After consolidation of the ABC-SiC particles to form relatively larger compacts, the compacts may be annealed to tailor the size and shape of the SiC grains in a manner that enhances the fracture toughness of the ABC-SiC material (e.g., to toughen the ABC-SiC material in situ). By way of example, the relatively larger compacts may be annealed at elevated temperatures (e.g., about 1,000° C. or more) for a time period of about one hour or more) in an inert gas.
The consolidated and annealed compacts then may be crushed or otherwise broken up (e.g., in a ball mill or an attritor mill) to form relatively smaller silicon carbide particles 50 comprising the in situ toughened ABC-SiC material. Optionally the relatively smaller silicon carbide particles 50 comprising the in situ toughened ABC-SiC material may be screened to separate the particles into certain particle size ranges, and only selected particle size ranges may be used in forming the bit body 12. The silicon carbide particles 50 comprising the in situ toughened ABC-SiC material then may be used to form the bit body 12 by, for example, using any of the suspension casting, infiltration casting, or particle compaction and sintering methods previously described herein.
In additional embodiments of methods of forming a bit body 12 of the present invention, particles of ABC-SiC may be consolidated to form relatively larger compacts as previously described. Prior to annealing (and in situ toughening of the ABC-SiC), however, the relatively larger compacts may be crushed or broken up to form relatively smaller silicon carbide particles 50 comprising the ABC-SiC material. The silicon carbide particles 50 comprising the ABC-SiC material then may be used to form the bit body 12 by, for example, using any of the suspension casting, infiltration casting, or particle compaction and sintering methods previously described herein. A matrix material 52 may be used that has a sufficiently high melting point (e.g., greater than about 1,250° C.) to allow annealing and in situ toughening of the ABC-SiC material after forming the bit body 12 without causing incipient melting of the matrix material 52 or undue dissolution between the matrix material 52 and the silicon carbide particles 50. Such matrix materials 52 may include, for example, cobalt, cobalt-based alloys, nickel, nickel-based alloys, or a combination of such materials. In this manner, the ABC-SiC material may be in situ toughened after forming the bit body 12.
In further embodiments of methods of forming a bit body 12 of the present invention, particles of ABC-SiC may be consolidated to form a first set of relatively larger compacts as previously described. Prior to annealing (and in situ toughening of the ABC-SiC), however, the relatively larger compacts may be crushed or broken up to form relatively smaller silicon carbide particles comprising the ABC-SiC material. A second set of relatively larger compacts may be formed by infiltrating (or otherwise consolidating) the silicon carbide particles 50 comprising the ABC-SiC material with a first material that has a sufficiently high melting point (e.g., greater than about 1,250° C.) to allow annealing and in situ toughening of the ABC-SiC material after infiltrating with the first material. The second set of compacts then may be annealed and in situ toughened, as previously described, after which the second set of compacts may be crushed or otherwise broken up to form the relatively smaller silicon carbide particles 50 comprising in situ toughened ABC-SiC material. The silicon carbide particles 50 comprising the in situ toughened ABC-SiC material then may be used to form the bit body 12 by, for example, using any of the suspension casting, infiltration casting, or particle compaction and sintering methods previously described herein. A matrix material 52 may be used having a melting point such that the bit body 12 may be formed without causing incipient melting of the first material (which is used to infiltrate the ABC-SiC particles prior to in situ toughening), or undue dissolution between the matrix material 52 and the first material or the silicon carbide particles 50.

▶ [INSTRUCTIONS]
- A) Reproduce, word for word, the passage on ABC-SiC bit bodies, starting at "After consolidation of" and ending at "an inert gas.".
- B) Can you carry the passage on ABC-SiC bit bodies forward from its final sentence?

▶ [SUPPLIED INFORMATION]
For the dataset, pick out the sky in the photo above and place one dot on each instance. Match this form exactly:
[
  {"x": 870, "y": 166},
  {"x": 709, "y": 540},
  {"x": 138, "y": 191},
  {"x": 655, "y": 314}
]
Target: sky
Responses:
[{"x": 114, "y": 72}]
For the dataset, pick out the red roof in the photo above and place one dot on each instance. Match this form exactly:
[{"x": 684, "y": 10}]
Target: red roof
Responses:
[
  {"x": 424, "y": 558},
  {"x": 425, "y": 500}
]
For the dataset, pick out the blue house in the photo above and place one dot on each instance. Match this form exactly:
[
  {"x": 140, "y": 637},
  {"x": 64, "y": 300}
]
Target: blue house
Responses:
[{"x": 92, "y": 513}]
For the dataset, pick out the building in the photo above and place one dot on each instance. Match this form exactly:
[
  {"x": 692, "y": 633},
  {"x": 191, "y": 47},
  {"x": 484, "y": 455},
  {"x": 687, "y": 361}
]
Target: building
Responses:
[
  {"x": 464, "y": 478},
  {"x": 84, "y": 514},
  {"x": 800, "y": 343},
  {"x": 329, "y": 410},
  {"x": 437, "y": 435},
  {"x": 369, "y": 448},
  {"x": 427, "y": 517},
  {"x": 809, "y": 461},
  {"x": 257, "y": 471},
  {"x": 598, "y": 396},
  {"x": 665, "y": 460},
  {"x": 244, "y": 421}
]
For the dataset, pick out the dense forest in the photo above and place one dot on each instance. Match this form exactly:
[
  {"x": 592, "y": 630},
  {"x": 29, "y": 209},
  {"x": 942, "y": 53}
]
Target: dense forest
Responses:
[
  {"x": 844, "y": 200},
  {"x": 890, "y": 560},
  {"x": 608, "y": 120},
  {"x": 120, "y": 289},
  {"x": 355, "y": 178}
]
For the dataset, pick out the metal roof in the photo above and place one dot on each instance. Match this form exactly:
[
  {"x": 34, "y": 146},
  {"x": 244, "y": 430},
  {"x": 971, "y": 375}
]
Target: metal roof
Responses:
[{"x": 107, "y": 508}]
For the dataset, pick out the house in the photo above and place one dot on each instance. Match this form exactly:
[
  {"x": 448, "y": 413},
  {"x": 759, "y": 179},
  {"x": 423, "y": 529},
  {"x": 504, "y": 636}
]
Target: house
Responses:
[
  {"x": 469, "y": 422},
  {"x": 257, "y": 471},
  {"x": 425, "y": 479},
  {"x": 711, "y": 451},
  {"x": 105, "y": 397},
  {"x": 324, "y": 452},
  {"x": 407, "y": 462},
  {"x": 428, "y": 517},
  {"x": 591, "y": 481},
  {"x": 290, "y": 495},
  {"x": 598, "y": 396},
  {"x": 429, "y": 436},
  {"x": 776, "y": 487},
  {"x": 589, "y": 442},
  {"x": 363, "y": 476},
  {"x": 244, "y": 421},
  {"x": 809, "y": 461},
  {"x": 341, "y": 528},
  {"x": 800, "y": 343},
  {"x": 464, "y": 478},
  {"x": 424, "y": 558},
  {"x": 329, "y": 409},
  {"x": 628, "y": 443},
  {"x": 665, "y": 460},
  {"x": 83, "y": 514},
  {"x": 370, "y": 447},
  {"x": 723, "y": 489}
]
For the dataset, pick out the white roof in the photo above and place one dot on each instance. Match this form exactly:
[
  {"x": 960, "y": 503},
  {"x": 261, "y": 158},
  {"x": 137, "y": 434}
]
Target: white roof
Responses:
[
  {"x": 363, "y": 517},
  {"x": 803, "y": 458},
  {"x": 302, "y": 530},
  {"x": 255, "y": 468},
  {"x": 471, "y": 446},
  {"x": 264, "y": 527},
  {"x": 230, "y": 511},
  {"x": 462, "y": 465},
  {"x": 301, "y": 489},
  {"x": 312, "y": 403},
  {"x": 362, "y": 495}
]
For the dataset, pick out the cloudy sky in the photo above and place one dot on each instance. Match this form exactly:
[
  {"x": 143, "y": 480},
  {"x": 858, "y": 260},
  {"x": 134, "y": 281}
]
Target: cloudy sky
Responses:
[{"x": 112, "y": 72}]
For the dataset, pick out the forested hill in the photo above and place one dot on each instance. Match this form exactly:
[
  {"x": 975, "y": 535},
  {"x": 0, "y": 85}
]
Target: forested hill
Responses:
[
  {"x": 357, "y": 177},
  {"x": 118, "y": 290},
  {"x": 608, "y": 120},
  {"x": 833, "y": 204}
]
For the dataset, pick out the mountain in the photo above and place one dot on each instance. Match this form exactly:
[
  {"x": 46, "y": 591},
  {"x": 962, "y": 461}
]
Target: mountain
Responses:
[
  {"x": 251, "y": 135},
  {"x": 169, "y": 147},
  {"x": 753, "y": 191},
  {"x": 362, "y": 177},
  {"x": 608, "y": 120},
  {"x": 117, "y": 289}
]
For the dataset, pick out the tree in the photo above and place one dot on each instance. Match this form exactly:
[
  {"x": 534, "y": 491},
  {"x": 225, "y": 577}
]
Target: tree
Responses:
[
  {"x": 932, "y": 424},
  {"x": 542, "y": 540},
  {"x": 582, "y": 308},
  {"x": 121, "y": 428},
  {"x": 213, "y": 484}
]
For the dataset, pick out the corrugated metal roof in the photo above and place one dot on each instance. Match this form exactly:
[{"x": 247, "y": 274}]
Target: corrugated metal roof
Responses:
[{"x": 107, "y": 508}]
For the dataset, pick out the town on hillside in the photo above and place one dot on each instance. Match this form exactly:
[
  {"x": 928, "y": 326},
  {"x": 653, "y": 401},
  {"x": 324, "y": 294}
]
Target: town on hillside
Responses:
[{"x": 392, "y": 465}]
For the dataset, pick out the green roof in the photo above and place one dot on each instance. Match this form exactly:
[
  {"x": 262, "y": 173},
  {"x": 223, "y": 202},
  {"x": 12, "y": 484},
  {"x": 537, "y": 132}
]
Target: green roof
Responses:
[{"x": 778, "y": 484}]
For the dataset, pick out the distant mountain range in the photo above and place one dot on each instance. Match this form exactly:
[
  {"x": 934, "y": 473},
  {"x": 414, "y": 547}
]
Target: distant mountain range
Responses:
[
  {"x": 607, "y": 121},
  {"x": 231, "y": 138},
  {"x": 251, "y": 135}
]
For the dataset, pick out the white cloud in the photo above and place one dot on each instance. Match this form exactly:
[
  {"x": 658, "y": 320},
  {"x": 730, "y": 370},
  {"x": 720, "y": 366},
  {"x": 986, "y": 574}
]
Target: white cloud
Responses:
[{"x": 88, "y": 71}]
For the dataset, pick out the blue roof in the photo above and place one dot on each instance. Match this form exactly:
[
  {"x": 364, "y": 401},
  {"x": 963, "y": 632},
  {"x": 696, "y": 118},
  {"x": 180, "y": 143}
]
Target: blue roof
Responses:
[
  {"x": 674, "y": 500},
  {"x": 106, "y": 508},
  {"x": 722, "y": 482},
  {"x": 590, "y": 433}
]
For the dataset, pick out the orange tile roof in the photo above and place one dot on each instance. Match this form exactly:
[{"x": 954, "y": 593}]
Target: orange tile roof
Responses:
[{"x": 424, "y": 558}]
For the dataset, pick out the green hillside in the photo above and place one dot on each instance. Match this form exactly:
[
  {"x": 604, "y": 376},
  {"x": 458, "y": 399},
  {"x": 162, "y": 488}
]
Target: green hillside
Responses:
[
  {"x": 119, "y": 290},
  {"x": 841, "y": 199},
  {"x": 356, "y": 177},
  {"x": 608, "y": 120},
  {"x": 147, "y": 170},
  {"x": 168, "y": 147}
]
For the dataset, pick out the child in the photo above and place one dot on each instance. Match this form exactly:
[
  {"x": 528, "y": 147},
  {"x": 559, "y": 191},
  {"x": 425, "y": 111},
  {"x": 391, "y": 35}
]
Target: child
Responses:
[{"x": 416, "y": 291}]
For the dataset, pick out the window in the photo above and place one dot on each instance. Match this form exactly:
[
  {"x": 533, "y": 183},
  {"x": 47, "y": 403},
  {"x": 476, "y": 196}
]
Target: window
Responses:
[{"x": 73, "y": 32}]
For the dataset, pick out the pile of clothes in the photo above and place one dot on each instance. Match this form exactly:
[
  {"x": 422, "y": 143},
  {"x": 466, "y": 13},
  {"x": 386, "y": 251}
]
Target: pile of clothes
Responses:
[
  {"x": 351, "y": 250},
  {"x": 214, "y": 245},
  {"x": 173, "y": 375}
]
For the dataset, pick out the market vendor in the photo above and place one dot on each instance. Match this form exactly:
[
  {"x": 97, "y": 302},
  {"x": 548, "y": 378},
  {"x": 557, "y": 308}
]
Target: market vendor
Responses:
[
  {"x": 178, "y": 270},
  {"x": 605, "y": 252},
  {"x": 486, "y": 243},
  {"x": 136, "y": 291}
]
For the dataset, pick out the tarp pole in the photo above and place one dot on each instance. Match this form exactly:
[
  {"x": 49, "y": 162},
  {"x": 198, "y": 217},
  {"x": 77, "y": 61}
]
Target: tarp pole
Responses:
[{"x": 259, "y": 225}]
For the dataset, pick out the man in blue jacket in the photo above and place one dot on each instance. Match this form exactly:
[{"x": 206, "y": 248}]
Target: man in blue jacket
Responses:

▶ [EXERCISE ANSWERS]
- A)
After consolidation of the ABC-SiC particles to form relatively larger compacts, the compacts may be annealed to tailor the size and shape of the SiC grains in a manner that enhances the fracture toughness of the ABC-SiC material (e.g., to toughen the ABC-SiC material in situ). By way of example, the relatively larger compacts may be annealed at elevated temperatures (e.g., about 1,000° C. or more) for a time period of about one hour or more) in an inert gas.

- B)
After or during formation of the bit body 12, the bit body 12 optionally may be subjected to one or more thermal treatments (different than in situ toughening, as previously described) to selectively tailor one or more physical properties of at least one of the matrix material 52 and the silicon carbide particles 50.
For example, the matrix material 52 may be subjected to a precipitation hardening process to form a discontinuous phase 56 comprising precipitates, as previously described in relation to
Tungsten carbide materials have been used for many years to form bodies of earth-boring tools. Silicon carbide generally exhibits higher hardness than tungsten carbide materials. Silicon carbide materials also may exhibit superior wear resistance and erosion resistance relative to tungsten carbide materials. Therefore, embodiments of the present invention may provide earth-boring tools that exhibit relatively higher hardness, improved wear resistance, and/or improved erosion resistance relative to conventional tools comprising tungsten carbide composite materials. Furthermore, by employing toughened silicon carbide materials, as disclosed herein, earth-boring tools may be provided that comprise silicon carbide composite materials that exhibit increased fracture toughness.
While the present invention is described herein in relation to embodiments of concentric earth-boring rotary drill bits that include fixed cutters and to embodiments of methods for forming such drill bits, the present invention also encompasses other types of earth-boring tools such as, for example, core bits, eccentric bits, bicenter bits, reamers, mills, and roller cone bits, as well as methods for forming such tools. Thus, as employed herein, the term “bit body” includes and encompasses bodies of all of the foregoing structures, as well as components and subcomponents of such structures.
While the present invention has been described herein with respect to certain preferred embodiments, those of ordinary skill in the art will recognize and appreciate that it is not so limited. Rather, many additions, deletions and modifications to the preferred embodiments may be made without departing from the scope of the invention as hereinafter claimed. In addition, features from one embodiment may be combined with features of another embodiment while still being encompassed within the scope of the invention as contemplated by the inventors. Further, the invention has utility in drill bits and core bits having different and various bit profiles as well as cutter types.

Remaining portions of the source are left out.